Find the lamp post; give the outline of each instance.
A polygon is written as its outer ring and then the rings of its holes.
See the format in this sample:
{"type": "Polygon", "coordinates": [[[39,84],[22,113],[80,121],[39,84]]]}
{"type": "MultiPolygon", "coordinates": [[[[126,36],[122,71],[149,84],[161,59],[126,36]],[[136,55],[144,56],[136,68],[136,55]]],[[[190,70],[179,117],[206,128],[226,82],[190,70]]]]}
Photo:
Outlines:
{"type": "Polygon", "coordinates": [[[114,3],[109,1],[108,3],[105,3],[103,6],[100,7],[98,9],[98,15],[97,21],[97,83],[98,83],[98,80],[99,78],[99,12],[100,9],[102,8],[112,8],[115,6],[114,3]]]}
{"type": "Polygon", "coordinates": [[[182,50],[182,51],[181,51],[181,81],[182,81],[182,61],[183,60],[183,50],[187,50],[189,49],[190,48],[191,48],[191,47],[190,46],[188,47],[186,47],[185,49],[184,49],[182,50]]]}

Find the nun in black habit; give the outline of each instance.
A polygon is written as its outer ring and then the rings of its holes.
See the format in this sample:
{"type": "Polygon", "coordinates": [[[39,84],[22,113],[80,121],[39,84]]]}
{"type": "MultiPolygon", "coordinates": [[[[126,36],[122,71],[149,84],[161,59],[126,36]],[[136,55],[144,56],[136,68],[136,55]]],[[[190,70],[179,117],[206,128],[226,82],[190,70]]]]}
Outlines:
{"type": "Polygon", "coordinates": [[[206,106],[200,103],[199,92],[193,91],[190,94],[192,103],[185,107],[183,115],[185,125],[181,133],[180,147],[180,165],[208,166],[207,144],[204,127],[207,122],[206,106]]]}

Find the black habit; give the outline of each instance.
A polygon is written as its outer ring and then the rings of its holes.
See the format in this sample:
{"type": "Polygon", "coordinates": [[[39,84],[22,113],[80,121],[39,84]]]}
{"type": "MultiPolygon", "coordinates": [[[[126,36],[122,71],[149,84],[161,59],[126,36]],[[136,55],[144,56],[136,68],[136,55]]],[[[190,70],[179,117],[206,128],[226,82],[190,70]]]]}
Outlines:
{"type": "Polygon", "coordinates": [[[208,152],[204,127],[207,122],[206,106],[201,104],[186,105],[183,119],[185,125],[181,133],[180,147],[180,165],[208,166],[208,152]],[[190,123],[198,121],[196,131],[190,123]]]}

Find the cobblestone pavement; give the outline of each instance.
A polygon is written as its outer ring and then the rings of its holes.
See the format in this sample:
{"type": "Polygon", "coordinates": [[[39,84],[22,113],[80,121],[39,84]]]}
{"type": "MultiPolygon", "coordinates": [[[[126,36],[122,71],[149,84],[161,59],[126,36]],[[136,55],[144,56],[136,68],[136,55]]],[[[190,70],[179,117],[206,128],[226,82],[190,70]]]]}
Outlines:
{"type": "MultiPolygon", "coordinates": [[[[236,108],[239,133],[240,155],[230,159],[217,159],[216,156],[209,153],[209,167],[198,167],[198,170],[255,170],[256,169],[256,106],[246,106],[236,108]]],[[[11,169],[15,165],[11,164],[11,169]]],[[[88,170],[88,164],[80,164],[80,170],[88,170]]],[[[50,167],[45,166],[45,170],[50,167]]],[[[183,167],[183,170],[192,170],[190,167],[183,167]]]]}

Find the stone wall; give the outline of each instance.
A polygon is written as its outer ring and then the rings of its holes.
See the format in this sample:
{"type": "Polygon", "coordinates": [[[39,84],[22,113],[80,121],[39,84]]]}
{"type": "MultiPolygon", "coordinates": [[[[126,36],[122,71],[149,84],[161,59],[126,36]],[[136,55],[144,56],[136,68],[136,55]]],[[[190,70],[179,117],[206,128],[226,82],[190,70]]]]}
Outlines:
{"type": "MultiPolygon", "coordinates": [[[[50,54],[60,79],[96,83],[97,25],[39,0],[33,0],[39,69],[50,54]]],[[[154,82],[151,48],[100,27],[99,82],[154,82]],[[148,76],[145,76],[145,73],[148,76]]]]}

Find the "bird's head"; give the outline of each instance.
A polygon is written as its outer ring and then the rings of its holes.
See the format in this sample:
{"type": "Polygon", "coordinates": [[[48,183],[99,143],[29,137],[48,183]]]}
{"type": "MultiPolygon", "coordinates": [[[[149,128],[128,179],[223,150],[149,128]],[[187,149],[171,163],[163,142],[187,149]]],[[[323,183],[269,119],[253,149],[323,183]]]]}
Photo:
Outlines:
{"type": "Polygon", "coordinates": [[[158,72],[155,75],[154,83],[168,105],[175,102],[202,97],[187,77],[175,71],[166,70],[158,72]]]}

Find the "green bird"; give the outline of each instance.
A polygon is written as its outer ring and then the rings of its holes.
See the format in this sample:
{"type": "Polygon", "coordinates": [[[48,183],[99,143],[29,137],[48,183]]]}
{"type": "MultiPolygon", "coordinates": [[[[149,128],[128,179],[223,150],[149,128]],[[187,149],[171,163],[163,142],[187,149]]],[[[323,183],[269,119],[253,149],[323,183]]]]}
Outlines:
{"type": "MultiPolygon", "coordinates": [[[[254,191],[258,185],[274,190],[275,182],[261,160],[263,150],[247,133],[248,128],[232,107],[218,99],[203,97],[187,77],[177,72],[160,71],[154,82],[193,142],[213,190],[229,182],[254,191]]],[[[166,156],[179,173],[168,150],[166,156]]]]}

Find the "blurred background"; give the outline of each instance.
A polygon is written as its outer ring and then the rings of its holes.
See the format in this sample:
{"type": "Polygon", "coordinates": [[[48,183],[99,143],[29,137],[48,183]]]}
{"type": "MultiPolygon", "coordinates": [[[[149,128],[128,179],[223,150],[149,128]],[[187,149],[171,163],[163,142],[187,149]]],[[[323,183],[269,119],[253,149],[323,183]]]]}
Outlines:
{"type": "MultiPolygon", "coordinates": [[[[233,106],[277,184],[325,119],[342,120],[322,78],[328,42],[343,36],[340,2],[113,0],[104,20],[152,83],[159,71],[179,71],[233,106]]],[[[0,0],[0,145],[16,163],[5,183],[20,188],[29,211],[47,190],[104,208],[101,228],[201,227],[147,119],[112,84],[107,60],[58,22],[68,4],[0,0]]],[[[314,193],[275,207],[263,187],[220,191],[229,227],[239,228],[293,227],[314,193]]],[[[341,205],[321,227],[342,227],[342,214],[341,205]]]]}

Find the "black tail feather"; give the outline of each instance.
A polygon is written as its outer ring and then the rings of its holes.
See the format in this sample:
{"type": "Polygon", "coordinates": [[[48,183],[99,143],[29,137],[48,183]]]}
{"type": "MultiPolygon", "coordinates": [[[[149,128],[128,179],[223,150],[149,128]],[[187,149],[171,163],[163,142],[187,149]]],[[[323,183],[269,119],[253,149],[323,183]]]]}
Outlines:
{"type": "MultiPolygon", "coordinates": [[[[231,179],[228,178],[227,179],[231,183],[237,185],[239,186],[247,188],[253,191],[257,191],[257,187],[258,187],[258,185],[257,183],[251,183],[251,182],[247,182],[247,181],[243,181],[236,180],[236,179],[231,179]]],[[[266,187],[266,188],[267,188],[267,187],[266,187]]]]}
═══
» **TASK STATEMENT**
Collect every line of the records above that contains the word "each", matching case exactly.

» **RESPONSE TO THIS EXERCISE**
Find the lamp post; give the outline of each instance.
Find the nun in black habit; give the outline of each instance.
Find the black habit; give the outline of each instance.
Find the cobblestone pavement; give the outline of each instance.
Find the stone wall; give the outline of each instance.
Find the "bird's head"; give the outline of each instance.
Find the "green bird"; give the outline of each instance.
Find the "blurred background"; give the outline of each instance.
Find the "black tail feather"; give the outline of each instance.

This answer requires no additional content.